AIM OF THE TASK: Return the lines below exactly as they appear, please, starting with the first and ending with the one that contains "One point rides on each instance of the woman's".

Point-per-instance localization data:
* * * * *

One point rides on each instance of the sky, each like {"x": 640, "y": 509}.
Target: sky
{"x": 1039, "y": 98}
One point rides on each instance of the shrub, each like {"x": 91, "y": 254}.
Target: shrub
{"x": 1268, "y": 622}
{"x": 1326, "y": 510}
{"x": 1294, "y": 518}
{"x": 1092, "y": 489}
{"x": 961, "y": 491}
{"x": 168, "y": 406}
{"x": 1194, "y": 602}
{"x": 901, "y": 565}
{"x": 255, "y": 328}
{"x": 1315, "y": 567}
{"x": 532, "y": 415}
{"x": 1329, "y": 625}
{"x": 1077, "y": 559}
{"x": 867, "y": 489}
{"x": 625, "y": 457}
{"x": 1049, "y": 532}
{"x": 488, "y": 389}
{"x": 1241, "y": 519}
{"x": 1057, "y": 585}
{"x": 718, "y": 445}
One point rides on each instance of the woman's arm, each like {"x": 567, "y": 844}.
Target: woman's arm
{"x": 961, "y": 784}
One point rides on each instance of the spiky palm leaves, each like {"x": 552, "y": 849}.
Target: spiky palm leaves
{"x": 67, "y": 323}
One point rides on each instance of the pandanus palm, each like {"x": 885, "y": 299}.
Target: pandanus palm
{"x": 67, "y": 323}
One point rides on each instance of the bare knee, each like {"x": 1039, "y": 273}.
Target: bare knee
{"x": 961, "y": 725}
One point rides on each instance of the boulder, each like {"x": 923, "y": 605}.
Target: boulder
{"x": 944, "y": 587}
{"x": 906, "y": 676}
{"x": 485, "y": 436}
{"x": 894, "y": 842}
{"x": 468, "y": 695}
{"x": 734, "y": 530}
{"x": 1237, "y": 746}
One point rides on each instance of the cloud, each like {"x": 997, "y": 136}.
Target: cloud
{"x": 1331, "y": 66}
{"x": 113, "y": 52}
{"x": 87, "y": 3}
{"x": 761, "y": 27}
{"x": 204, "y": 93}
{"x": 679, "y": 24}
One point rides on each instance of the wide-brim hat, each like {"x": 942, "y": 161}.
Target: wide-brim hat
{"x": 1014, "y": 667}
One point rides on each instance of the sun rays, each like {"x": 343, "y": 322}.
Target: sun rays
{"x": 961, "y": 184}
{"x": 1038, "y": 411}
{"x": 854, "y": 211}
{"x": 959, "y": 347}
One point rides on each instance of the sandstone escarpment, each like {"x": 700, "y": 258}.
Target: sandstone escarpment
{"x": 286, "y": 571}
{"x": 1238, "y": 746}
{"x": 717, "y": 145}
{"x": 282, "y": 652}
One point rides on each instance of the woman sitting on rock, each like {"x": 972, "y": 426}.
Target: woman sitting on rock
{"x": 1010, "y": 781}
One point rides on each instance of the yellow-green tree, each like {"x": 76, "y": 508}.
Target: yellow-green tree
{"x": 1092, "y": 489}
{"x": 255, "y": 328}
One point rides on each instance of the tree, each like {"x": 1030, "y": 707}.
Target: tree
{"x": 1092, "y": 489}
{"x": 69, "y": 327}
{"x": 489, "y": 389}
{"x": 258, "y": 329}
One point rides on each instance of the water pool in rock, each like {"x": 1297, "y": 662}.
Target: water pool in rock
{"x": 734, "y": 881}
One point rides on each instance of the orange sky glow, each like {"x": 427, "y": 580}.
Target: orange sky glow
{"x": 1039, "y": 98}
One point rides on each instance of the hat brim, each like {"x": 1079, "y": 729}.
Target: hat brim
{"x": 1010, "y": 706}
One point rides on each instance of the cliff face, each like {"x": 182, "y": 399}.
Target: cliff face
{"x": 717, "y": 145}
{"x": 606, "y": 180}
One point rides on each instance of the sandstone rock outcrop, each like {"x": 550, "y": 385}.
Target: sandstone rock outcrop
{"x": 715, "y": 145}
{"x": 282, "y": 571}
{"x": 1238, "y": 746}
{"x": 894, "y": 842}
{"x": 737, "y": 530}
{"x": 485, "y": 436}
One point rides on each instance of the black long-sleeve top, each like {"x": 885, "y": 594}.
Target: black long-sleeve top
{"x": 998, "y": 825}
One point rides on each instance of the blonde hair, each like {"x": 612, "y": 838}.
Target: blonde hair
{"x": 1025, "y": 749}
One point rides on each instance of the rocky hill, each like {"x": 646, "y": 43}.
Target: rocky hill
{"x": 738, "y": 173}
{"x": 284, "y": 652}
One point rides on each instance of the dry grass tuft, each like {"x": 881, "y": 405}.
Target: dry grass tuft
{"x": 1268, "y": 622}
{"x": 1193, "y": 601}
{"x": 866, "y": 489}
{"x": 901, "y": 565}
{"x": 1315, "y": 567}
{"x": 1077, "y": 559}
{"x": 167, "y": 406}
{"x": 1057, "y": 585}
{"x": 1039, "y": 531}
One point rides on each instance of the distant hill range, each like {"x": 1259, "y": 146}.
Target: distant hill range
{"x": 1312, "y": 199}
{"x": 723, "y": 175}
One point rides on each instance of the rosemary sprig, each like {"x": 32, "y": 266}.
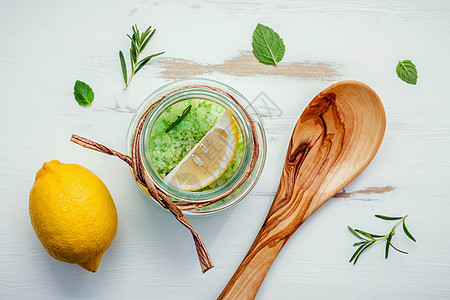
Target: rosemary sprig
{"x": 179, "y": 119}
{"x": 138, "y": 43}
{"x": 368, "y": 239}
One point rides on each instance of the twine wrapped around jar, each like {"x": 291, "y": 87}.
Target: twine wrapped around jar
{"x": 142, "y": 177}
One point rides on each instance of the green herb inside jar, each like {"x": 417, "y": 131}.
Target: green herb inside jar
{"x": 197, "y": 136}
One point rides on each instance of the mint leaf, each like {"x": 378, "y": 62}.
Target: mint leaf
{"x": 407, "y": 71}
{"x": 268, "y": 47}
{"x": 83, "y": 93}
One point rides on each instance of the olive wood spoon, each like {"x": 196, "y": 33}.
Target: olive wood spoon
{"x": 336, "y": 137}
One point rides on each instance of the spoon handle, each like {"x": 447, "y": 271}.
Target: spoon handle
{"x": 275, "y": 232}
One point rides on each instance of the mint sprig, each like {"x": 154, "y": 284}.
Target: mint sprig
{"x": 407, "y": 71}
{"x": 179, "y": 119}
{"x": 267, "y": 45}
{"x": 83, "y": 93}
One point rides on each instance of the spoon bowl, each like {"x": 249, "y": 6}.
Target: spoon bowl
{"x": 336, "y": 137}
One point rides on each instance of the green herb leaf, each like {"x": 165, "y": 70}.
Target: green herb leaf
{"x": 407, "y": 71}
{"x": 355, "y": 233}
{"x": 144, "y": 61}
{"x": 388, "y": 243}
{"x": 148, "y": 39}
{"x": 360, "y": 243}
{"x": 369, "y": 235}
{"x": 267, "y": 45}
{"x": 362, "y": 250}
{"x": 123, "y": 65}
{"x": 401, "y": 251}
{"x": 388, "y": 218}
{"x": 138, "y": 42}
{"x": 373, "y": 238}
{"x": 83, "y": 93}
{"x": 180, "y": 118}
{"x": 357, "y": 252}
{"x": 408, "y": 234}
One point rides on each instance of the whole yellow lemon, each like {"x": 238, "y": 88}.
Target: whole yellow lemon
{"x": 72, "y": 213}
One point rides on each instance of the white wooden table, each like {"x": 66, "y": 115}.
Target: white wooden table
{"x": 47, "y": 45}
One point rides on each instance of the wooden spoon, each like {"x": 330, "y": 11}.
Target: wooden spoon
{"x": 334, "y": 140}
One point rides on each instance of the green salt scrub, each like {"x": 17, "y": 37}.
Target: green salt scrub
{"x": 168, "y": 149}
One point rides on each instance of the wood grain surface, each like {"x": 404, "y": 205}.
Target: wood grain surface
{"x": 334, "y": 140}
{"x": 45, "y": 46}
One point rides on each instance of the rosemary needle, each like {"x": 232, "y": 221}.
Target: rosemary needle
{"x": 368, "y": 239}
{"x": 138, "y": 42}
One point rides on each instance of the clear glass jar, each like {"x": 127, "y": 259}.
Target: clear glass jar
{"x": 198, "y": 88}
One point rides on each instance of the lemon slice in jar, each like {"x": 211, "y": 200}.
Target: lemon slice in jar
{"x": 209, "y": 158}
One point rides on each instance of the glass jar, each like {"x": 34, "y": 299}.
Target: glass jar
{"x": 220, "y": 94}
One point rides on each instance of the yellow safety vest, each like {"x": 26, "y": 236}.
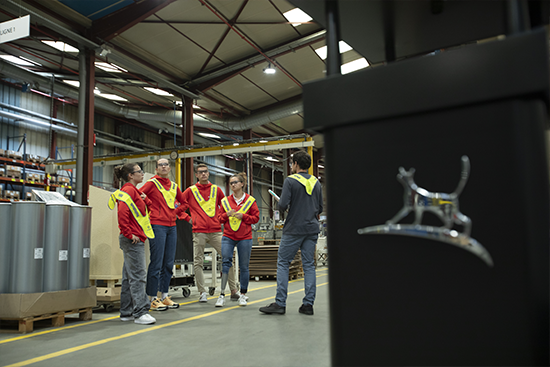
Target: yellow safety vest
{"x": 143, "y": 220}
{"x": 209, "y": 206}
{"x": 309, "y": 183}
{"x": 169, "y": 196}
{"x": 235, "y": 223}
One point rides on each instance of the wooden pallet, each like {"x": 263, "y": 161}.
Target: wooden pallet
{"x": 26, "y": 324}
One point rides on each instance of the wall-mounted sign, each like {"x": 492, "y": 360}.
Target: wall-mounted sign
{"x": 443, "y": 205}
{"x": 15, "y": 29}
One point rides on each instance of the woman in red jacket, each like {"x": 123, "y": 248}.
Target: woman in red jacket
{"x": 133, "y": 221}
{"x": 239, "y": 212}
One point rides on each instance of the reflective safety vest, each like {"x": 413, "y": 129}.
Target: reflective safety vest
{"x": 169, "y": 196}
{"x": 235, "y": 223}
{"x": 143, "y": 220}
{"x": 209, "y": 206}
{"x": 309, "y": 183}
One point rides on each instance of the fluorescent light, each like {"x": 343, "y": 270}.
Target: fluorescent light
{"x": 157, "y": 91}
{"x": 297, "y": 15}
{"x": 110, "y": 67}
{"x": 270, "y": 69}
{"x": 207, "y": 135}
{"x": 19, "y": 60}
{"x": 113, "y": 97}
{"x": 61, "y": 46}
{"x": 74, "y": 83}
{"x": 342, "y": 46}
{"x": 354, "y": 65}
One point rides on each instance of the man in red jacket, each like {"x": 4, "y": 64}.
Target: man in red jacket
{"x": 163, "y": 194}
{"x": 204, "y": 201}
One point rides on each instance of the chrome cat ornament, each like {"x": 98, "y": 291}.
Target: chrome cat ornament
{"x": 444, "y": 206}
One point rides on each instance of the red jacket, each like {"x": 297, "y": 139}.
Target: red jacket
{"x": 126, "y": 222}
{"x": 160, "y": 213}
{"x": 202, "y": 223}
{"x": 250, "y": 217}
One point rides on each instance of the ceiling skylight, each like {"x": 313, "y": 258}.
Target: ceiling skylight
{"x": 297, "y": 15}
{"x": 322, "y": 51}
{"x": 110, "y": 67}
{"x": 113, "y": 97}
{"x": 207, "y": 135}
{"x": 19, "y": 60}
{"x": 61, "y": 46}
{"x": 157, "y": 91}
{"x": 354, "y": 65}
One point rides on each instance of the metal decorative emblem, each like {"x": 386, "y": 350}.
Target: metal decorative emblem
{"x": 444, "y": 206}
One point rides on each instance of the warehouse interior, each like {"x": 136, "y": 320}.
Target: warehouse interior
{"x": 96, "y": 84}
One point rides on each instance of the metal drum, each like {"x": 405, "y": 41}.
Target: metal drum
{"x": 56, "y": 245}
{"x": 79, "y": 246}
{"x": 5, "y": 247}
{"x": 27, "y": 246}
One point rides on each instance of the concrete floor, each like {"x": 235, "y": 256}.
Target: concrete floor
{"x": 196, "y": 334}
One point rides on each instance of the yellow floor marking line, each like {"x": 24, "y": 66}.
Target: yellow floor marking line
{"x": 116, "y": 317}
{"x": 152, "y": 328}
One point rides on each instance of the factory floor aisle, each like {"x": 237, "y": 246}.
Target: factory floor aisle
{"x": 196, "y": 334}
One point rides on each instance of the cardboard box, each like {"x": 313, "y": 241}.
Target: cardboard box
{"x": 21, "y": 305}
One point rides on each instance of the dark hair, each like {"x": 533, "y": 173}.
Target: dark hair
{"x": 242, "y": 178}
{"x": 200, "y": 165}
{"x": 122, "y": 172}
{"x": 302, "y": 158}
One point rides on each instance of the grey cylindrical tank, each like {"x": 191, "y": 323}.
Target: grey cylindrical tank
{"x": 79, "y": 246}
{"x": 56, "y": 246}
{"x": 27, "y": 246}
{"x": 5, "y": 247}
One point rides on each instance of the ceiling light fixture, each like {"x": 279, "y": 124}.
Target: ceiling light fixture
{"x": 207, "y": 135}
{"x": 61, "y": 46}
{"x": 270, "y": 69}
{"x": 297, "y": 16}
{"x": 157, "y": 91}
{"x": 108, "y": 67}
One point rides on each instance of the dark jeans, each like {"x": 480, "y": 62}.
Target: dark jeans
{"x": 133, "y": 300}
{"x": 163, "y": 252}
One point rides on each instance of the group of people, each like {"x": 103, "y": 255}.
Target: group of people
{"x": 151, "y": 212}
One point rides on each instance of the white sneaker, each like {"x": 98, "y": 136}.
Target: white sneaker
{"x": 145, "y": 319}
{"x": 221, "y": 301}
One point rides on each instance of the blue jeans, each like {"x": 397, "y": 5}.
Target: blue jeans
{"x": 244, "y": 247}
{"x": 163, "y": 252}
{"x": 133, "y": 300}
{"x": 290, "y": 244}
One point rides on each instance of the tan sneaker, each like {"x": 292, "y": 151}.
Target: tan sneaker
{"x": 157, "y": 305}
{"x": 169, "y": 303}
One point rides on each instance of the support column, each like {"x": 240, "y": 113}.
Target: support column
{"x": 187, "y": 140}
{"x": 249, "y": 169}
{"x": 88, "y": 143}
{"x": 53, "y": 142}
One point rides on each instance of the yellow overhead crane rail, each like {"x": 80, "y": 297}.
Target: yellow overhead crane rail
{"x": 245, "y": 147}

* * * * *

WRITTEN RESPONSE:
One point rides on each instance of the sky, each like {"x": 640, "y": 509}.
Target: sky
{"x": 1039, "y": 98}
One point rides on each instance of the shrub, each like {"x": 91, "y": 254}.
Target: shrub
{"x": 1268, "y": 622}
{"x": 1326, "y": 510}
{"x": 1294, "y": 518}
{"x": 1092, "y": 489}
{"x": 961, "y": 491}
{"x": 168, "y": 406}
{"x": 1194, "y": 602}
{"x": 901, "y": 565}
{"x": 255, "y": 328}
{"x": 1315, "y": 567}
{"x": 532, "y": 415}
{"x": 1329, "y": 625}
{"x": 1077, "y": 559}
{"x": 867, "y": 489}
{"x": 625, "y": 457}
{"x": 1049, "y": 532}
{"x": 488, "y": 389}
{"x": 1241, "y": 519}
{"x": 1057, "y": 585}
{"x": 718, "y": 445}
One point rides on each instance of the woman's arm, each like {"x": 567, "y": 844}.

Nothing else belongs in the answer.